(Image point grounding data)

----------

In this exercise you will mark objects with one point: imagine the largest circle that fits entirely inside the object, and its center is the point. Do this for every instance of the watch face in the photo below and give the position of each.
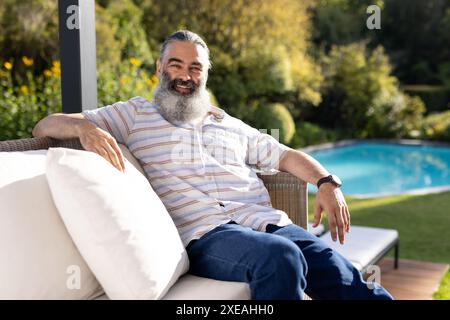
(336, 179)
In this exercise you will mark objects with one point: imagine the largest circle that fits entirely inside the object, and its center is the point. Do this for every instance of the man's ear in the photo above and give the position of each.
(158, 67)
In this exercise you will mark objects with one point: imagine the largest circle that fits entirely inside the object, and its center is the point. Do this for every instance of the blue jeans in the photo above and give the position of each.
(281, 263)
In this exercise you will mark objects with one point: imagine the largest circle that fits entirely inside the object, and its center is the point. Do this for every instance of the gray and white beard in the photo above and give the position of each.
(177, 108)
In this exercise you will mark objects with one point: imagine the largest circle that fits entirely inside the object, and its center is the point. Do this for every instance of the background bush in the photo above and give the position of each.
(275, 116)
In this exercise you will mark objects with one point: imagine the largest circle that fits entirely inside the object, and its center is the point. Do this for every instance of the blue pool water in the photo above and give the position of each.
(369, 169)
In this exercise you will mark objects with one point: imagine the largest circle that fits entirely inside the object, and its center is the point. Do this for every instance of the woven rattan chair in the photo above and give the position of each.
(287, 192)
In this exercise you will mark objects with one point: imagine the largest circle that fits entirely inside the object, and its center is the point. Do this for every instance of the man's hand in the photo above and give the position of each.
(101, 142)
(330, 199)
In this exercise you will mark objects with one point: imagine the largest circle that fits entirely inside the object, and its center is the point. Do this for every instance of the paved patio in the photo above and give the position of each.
(413, 280)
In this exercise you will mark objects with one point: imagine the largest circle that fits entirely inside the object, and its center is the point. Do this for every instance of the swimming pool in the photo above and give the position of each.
(376, 169)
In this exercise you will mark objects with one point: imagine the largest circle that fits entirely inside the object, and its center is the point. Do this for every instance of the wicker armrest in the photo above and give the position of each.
(289, 194)
(38, 143)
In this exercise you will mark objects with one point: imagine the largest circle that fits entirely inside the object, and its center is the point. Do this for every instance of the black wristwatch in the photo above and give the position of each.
(333, 179)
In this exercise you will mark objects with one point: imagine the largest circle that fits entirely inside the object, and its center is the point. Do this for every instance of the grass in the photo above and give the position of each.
(422, 222)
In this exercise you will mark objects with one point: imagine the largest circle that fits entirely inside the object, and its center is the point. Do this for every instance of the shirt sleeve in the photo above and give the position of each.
(264, 151)
(117, 119)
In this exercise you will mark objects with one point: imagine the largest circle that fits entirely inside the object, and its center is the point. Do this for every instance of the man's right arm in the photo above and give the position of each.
(92, 138)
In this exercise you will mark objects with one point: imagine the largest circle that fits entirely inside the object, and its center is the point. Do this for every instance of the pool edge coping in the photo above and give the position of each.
(410, 142)
(348, 142)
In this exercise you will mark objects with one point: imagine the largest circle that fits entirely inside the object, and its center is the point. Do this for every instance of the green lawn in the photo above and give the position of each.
(423, 223)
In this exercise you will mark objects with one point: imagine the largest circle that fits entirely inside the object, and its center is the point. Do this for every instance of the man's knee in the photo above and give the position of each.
(284, 256)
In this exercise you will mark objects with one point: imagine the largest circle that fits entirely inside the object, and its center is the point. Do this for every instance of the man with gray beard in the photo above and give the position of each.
(219, 205)
(177, 107)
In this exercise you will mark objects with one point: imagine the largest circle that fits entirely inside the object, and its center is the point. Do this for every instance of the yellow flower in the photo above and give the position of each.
(124, 80)
(135, 62)
(24, 89)
(27, 61)
(56, 64)
(8, 65)
(47, 73)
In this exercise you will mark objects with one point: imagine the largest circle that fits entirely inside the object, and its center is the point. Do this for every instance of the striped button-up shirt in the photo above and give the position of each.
(203, 173)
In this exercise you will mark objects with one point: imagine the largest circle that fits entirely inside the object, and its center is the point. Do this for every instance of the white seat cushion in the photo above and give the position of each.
(38, 259)
(362, 244)
(190, 287)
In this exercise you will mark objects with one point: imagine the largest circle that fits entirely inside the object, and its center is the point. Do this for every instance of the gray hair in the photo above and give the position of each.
(184, 35)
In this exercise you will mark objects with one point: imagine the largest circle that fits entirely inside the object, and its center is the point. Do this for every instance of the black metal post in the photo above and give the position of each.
(77, 55)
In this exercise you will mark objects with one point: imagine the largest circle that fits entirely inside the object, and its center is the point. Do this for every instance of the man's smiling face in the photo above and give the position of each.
(185, 63)
(181, 92)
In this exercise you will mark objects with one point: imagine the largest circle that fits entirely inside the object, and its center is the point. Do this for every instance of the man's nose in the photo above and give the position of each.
(184, 75)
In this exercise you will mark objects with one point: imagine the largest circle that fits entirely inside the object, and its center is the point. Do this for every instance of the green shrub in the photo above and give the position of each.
(275, 116)
(26, 99)
(437, 126)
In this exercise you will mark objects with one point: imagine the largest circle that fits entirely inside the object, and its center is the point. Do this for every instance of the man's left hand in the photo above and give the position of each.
(330, 199)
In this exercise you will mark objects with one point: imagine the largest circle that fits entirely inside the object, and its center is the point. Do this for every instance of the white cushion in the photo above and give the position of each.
(190, 287)
(363, 244)
(118, 223)
(38, 259)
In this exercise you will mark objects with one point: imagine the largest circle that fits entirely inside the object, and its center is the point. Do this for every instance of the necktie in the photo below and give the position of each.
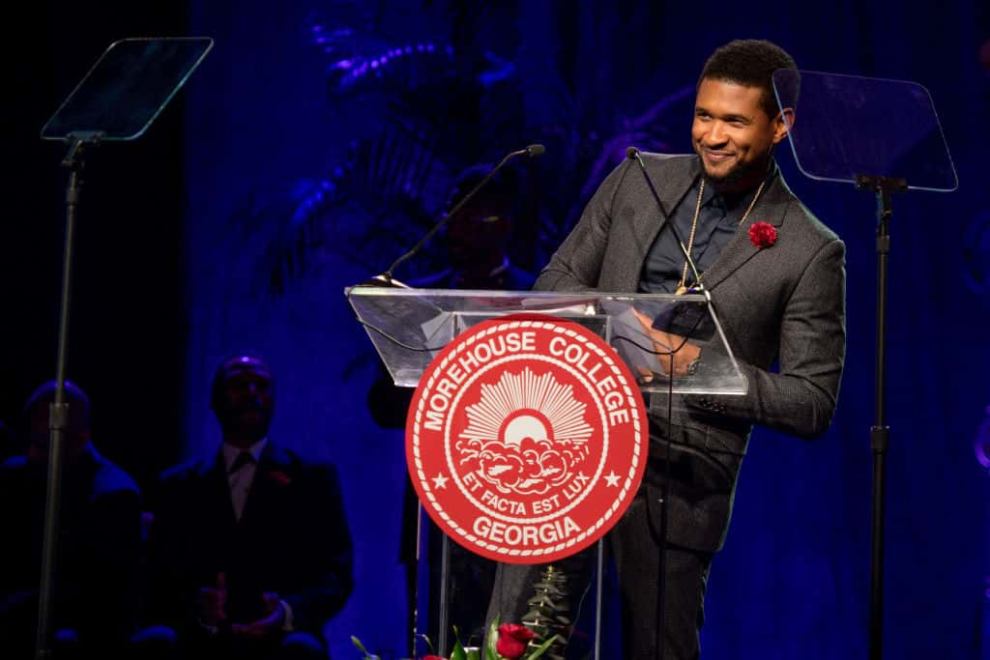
(244, 458)
(239, 479)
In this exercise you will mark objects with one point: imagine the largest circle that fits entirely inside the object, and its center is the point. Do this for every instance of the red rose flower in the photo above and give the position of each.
(512, 640)
(762, 234)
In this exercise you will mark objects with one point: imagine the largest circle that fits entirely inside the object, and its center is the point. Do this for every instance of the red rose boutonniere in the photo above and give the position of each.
(513, 639)
(762, 234)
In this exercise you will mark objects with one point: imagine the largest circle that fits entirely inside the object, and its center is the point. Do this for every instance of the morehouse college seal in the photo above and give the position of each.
(526, 439)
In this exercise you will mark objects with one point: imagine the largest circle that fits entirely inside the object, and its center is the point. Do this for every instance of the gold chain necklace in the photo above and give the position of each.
(682, 285)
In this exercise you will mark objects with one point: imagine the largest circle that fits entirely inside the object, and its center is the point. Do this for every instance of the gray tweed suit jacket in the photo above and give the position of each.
(782, 304)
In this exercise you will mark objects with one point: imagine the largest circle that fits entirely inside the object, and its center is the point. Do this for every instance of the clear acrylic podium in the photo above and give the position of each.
(409, 327)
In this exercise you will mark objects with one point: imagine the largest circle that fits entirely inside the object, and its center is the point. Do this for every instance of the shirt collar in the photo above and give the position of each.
(230, 452)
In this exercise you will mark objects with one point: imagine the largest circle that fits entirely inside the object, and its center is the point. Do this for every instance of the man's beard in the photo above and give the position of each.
(742, 175)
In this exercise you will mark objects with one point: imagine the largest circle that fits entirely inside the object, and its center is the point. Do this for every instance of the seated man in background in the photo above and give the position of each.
(99, 538)
(250, 552)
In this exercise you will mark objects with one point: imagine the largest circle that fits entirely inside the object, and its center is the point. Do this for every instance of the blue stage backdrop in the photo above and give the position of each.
(321, 138)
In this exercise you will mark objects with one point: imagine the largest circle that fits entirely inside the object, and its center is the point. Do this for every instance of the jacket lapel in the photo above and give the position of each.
(214, 476)
(771, 208)
(271, 472)
(672, 184)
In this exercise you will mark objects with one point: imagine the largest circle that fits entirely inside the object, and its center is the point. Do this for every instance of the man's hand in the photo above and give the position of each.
(685, 353)
(268, 626)
(212, 603)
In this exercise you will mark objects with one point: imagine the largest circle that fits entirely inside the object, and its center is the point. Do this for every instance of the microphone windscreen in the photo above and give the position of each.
(535, 150)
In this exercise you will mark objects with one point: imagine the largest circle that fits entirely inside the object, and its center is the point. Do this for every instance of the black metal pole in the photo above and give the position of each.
(58, 416)
(879, 432)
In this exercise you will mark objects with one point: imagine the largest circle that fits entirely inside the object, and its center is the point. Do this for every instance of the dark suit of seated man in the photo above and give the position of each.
(99, 539)
(249, 552)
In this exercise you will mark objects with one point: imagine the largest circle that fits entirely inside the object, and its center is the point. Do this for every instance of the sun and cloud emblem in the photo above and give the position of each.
(526, 434)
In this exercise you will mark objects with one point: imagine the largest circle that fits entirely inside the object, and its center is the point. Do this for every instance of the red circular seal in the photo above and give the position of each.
(526, 439)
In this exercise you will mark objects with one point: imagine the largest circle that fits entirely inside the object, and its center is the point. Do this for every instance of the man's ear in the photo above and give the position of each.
(782, 124)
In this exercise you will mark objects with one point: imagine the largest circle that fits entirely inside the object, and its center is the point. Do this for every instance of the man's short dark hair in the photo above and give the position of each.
(225, 369)
(749, 62)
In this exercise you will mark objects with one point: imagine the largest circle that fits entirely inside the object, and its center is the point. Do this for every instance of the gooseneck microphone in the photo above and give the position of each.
(532, 151)
(632, 153)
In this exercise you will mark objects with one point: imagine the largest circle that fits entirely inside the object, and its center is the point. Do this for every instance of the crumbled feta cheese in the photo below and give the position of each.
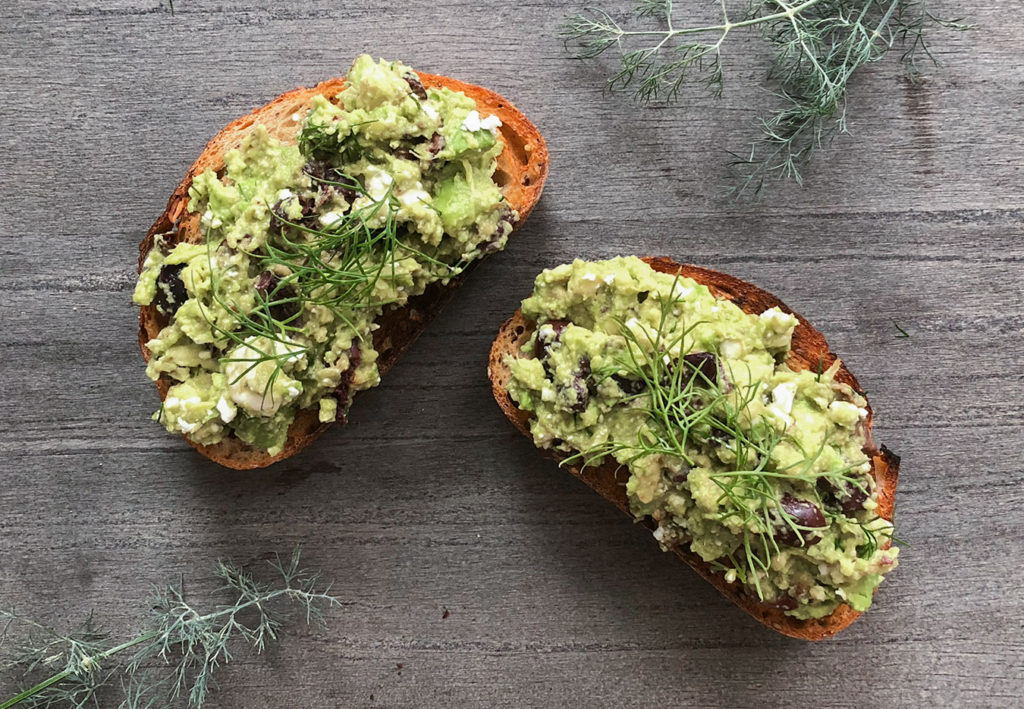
(783, 394)
(681, 291)
(414, 197)
(377, 182)
(731, 349)
(781, 406)
(472, 122)
(330, 218)
(844, 413)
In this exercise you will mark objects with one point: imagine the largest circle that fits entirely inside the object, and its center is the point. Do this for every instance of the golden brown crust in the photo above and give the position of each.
(522, 168)
(609, 482)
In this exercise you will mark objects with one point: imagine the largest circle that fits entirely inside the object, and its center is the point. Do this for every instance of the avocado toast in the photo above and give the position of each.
(312, 241)
(710, 412)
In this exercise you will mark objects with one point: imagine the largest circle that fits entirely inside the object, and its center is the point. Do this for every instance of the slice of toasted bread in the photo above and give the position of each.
(522, 167)
(609, 481)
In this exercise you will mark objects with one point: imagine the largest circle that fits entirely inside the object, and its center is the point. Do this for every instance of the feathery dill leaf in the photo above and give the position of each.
(684, 409)
(174, 657)
(817, 46)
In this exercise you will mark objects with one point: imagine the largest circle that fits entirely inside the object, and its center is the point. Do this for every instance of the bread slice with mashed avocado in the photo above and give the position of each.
(710, 412)
(312, 241)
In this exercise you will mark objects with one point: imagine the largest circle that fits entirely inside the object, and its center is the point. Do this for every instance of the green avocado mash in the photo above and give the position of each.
(760, 469)
(385, 190)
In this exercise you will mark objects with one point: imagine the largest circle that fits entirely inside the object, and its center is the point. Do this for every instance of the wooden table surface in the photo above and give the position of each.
(429, 501)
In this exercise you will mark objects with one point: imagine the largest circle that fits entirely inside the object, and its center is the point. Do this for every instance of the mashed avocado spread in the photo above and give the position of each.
(760, 469)
(385, 190)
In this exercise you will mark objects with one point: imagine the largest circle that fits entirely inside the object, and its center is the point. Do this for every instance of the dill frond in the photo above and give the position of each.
(174, 657)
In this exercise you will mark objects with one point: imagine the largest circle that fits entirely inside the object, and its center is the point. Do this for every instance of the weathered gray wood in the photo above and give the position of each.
(554, 598)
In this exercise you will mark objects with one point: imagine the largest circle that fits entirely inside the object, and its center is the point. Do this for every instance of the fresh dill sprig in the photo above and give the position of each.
(817, 46)
(178, 637)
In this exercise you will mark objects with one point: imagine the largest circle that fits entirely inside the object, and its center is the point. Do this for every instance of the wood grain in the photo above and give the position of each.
(429, 500)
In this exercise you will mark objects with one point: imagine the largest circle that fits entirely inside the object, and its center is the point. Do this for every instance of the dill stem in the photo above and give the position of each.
(59, 676)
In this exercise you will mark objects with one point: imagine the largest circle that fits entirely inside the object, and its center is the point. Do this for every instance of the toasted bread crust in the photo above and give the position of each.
(522, 168)
(609, 481)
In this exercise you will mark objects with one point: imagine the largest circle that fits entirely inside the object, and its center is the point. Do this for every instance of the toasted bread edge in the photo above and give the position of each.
(609, 481)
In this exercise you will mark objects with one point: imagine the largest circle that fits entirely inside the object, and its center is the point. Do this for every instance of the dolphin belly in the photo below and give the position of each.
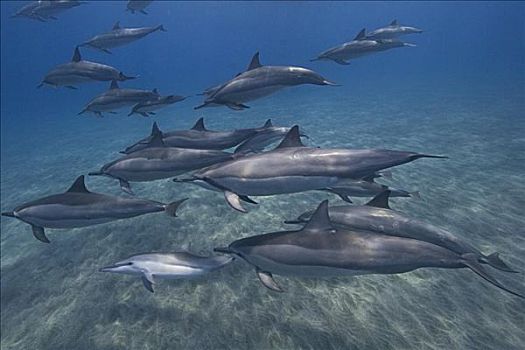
(275, 185)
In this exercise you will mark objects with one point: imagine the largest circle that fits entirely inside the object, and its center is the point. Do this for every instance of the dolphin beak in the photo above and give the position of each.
(327, 82)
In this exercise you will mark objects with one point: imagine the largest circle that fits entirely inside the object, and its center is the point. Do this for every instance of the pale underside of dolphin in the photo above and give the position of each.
(79, 71)
(119, 36)
(292, 167)
(320, 249)
(178, 265)
(79, 207)
(259, 81)
(159, 161)
(199, 137)
(116, 98)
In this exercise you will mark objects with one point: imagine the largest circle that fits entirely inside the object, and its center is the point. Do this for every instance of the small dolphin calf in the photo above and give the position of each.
(79, 207)
(147, 108)
(377, 216)
(45, 10)
(158, 161)
(264, 138)
(360, 46)
(392, 31)
(79, 71)
(136, 5)
(116, 98)
(292, 167)
(167, 266)
(199, 137)
(119, 37)
(321, 249)
(259, 81)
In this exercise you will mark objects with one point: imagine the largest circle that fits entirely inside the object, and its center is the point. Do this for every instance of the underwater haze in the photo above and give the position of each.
(460, 92)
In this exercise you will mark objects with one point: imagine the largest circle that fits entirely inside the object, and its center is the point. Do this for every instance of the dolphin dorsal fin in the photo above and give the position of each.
(155, 129)
(76, 55)
(78, 186)
(361, 35)
(320, 220)
(292, 139)
(380, 201)
(156, 140)
(199, 125)
(254, 63)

----------

» Prompt
Could you retype exactly the lines above from the one containing "of the underwater" through the last line of the records, both included, and nothing else?

» Answer to the problem
In this exercise you will mark objects with one point: imagine the largest circle that fits entirely inside the object, and its center is the point. Do this for every instance of the underwater haze in the photo above and give the position of each.
(460, 92)
In this exercise you will mark objects with one point: imagine the largest circle that fits entirely inside the object, and its center is the point. Do this for every instance of the dolphin dorsal fin in the photo above and give the position of each.
(155, 129)
(76, 55)
(78, 186)
(361, 35)
(320, 220)
(292, 139)
(380, 201)
(156, 140)
(199, 125)
(254, 63)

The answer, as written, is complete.